EXERCISE AIM: Reproduce the listing below with each "detector" renamed to "locator" and nothing else altered. Leave the pictures out.

[Entries on locating named things]
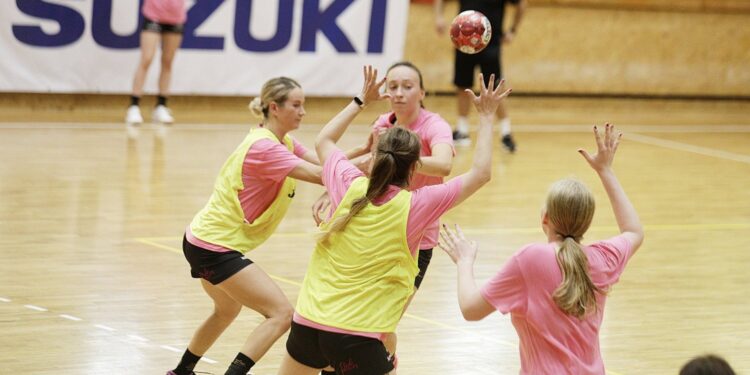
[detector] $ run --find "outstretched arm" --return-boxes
[453,74,511,206]
[315,65,388,163]
[438,224,495,320]
[578,124,643,253]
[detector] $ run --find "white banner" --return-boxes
[0,0,409,96]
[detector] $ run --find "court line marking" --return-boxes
[23,305,48,312]
[0,122,750,133]
[624,133,750,164]
[0,297,218,365]
[58,314,83,322]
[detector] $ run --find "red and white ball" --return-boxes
[451,10,492,54]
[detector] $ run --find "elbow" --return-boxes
[437,163,452,177]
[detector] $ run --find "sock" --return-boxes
[456,116,469,134]
[224,353,255,375]
[172,349,201,375]
[500,117,510,136]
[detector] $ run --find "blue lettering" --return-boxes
[182,0,224,50]
[92,0,143,49]
[300,0,355,52]
[12,0,85,47]
[367,0,388,53]
[234,0,294,52]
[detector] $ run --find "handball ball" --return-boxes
[451,10,492,54]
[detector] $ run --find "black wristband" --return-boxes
[353,96,365,108]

RESPONSE FOR THIS EXERCISE:
[locator] $ run --find "outstretched arm" --return-boxes
[453,74,511,206]
[315,65,388,163]
[438,224,495,320]
[578,124,643,253]
[locator] $ run --find "white banner" --return-boxes
[0,0,409,96]
[locator] $ run --find "court line marking" --return-boxes
[23,305,48,312]
[0,122,750,133]
[624,133,750,164]
[0,297,218,365]
[58,314,83,322]
[locator] $ run --find "red and white ball" --return-boxes
[451,10,492,54]
[locator] $ run --find "elbow" --return-boxes
[437,163,452,177]
[locator] $ run --find "sock" --return-boxes
[456,116,469,134]
[224,353,255,375]
[172,349,201,375]
[500,117,510,136]
[locator] $ run --find "blue lettering" --return-boxes
[182,0,224,50]
[92,0,143,49]
[300,0,355,52]
[12,0,85,47]
[367,0,388,53]
[234,0,294,52]
[locator] $ run --find "handball ball" --return-boxes
[451,10,492,54]
[locator] $ run --find "black wristband" --return-boxes
[353,96,365,108]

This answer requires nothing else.